# [SOURCE EXTRACT]
What is covered?

Our Mini-Medical School runs every autumn and is open to anyone aged 15 and over.
 
The programme offers the public the chance to find out about exciting topics. This includes current research developments at the University.
 
Previous programmes have covered a range of exciting topics, including:

  • dermatology
  • emergency medicine
  • medical scanning technology
  • anaesthetics
  • sport and exercise science
  • psychology
  • pharmacy

Evening lectures will run on Thursdays 6-7pm, on 4,11, 18, 25 November and 2 December.

The Mini Medical School will be delivered virtually online via Zoom. 

Book your place

Watch our 2020 lectures

Below you can watch recordings of the 2020 Mini Medical School sessions. 

A Military Dentist’s Journey - David Edwards

David Edwards is an Academic Clinical Fellow and Honorary Speciality Trainee in Endodontics at Newcastle Dental Hospital. After graduating, he embarked on a 2-year programme with his time divided between primary and secondary care. He then embarked on a 12-year career in the Royal Army Dental Corps which saw him serve in Northern Ireland, Kenya and various locations around the UK. He also deployed twice to Afghanistan where he provided emergency dental care around Helmand province, Kandahar and Kabul.

# [DATA RECORDS]
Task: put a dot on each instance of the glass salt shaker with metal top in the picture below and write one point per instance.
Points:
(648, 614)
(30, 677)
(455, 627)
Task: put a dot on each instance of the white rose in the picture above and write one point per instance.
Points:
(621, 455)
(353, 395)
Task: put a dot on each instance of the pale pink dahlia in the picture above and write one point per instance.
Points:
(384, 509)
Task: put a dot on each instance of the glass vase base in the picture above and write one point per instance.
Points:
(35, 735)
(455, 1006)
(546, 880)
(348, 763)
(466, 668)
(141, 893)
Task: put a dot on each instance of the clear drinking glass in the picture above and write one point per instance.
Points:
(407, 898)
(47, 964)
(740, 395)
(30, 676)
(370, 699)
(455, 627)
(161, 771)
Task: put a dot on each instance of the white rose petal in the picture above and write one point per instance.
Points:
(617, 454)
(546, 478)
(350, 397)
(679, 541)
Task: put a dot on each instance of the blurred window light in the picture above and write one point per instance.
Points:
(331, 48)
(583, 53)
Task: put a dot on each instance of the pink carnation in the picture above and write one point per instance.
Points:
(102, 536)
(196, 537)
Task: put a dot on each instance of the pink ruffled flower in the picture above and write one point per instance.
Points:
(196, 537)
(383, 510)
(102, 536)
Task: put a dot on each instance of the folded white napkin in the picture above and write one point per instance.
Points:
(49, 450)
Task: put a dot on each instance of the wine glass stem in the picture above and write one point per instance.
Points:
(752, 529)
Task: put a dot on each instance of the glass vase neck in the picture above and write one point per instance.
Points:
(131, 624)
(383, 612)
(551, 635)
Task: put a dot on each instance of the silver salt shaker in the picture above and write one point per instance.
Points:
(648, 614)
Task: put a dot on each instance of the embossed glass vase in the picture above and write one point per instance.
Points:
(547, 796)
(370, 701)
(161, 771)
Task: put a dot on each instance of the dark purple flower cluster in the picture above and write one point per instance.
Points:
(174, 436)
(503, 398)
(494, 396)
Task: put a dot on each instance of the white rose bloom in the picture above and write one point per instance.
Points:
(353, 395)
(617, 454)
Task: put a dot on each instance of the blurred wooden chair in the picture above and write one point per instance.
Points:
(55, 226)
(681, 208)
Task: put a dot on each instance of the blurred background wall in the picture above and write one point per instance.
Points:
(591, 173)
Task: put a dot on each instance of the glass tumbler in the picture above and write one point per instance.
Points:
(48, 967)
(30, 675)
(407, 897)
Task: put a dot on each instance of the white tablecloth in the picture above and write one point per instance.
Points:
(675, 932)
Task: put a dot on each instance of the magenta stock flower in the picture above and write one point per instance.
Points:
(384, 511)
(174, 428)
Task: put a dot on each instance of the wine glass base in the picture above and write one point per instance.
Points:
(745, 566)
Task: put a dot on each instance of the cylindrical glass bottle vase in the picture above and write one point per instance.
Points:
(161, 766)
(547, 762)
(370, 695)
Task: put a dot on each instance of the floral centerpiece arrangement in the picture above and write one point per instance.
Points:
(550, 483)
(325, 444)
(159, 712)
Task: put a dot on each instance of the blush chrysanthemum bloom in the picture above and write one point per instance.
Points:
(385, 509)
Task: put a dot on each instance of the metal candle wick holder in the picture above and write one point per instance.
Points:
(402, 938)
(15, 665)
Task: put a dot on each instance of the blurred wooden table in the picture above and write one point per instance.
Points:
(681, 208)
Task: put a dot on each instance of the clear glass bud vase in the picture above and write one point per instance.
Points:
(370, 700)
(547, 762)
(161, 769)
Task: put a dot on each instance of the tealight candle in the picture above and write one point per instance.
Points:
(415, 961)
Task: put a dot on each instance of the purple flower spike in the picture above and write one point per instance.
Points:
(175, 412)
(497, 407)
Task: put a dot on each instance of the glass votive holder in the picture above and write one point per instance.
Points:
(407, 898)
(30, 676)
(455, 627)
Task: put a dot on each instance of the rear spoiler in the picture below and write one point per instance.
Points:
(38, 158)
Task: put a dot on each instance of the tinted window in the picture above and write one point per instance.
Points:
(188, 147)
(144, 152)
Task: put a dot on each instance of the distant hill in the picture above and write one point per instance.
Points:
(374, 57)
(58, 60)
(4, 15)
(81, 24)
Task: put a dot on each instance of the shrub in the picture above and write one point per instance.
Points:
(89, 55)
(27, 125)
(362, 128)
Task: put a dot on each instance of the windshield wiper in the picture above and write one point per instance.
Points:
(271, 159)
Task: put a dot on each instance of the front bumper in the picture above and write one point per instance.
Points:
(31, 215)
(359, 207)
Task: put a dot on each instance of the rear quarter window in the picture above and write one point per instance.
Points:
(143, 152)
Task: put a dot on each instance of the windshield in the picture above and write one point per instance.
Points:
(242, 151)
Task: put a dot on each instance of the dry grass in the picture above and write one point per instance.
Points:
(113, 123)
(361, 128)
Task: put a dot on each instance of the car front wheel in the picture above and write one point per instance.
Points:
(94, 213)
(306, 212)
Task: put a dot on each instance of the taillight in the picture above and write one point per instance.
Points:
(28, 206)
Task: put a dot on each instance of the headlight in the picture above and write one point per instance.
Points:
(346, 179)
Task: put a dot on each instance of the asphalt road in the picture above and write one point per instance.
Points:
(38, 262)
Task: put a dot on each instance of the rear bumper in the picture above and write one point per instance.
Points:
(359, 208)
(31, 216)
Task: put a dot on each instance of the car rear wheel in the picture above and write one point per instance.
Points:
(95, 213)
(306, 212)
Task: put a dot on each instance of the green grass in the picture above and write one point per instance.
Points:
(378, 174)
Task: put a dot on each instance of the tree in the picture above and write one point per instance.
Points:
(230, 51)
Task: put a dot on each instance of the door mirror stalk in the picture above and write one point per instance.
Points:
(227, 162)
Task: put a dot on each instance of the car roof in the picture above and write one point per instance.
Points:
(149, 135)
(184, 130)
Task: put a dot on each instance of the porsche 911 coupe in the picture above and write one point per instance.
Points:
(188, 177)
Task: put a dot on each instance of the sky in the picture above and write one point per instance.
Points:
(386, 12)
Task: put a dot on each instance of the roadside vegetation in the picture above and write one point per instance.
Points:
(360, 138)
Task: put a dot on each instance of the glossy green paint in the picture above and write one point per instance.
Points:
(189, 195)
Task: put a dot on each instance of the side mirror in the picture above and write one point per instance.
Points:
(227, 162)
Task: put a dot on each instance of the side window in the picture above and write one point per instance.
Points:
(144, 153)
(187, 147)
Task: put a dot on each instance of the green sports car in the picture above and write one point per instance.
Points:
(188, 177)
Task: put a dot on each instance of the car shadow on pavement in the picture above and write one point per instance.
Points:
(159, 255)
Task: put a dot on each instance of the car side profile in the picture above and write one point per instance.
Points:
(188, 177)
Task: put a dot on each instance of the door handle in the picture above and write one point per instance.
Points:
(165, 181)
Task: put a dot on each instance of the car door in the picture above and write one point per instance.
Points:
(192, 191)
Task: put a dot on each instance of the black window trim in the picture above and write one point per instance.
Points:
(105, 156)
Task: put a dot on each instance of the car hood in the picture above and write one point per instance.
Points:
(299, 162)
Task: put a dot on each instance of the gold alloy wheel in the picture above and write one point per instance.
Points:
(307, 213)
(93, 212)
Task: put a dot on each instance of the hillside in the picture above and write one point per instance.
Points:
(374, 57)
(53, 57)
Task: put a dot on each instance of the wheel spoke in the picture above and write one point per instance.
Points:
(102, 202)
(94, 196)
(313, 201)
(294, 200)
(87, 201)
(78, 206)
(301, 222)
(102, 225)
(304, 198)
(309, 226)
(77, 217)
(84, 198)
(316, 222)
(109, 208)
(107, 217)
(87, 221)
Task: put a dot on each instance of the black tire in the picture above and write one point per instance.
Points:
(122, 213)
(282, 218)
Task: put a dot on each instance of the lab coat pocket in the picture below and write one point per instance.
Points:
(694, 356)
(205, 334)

# [TASKS AND EXERCISES]
1: Reproduce the part of the Mini-Medical School page starting with "The programme offers" and going on through "and 2 December.".
2: Answer these questions using the Mini-Medical School page:
(a) What is the minimum age for attending?
(b) Through what service will the school be delivered online?
(c) How many years did David Edwards spend in the Royal Army Dental Corps?

# [ANSWERS]
1:
The programme offers the public the chance to find out about exciting topics. This includes current research developments at the University.
 
Previous programmes have covered a range of exciting topics, including:

  • dermatology
  • emergency medicine
  • medical scanning technology
  • anaesthetics
  • sport and exercise science
  • psychology
  • pharmacy

Evening lectures will run on Thursdays 6-7pm, on 4,11, 18, 25 November and 2 December.

2:
(a) 15
(b) Zoom
(c) 12 years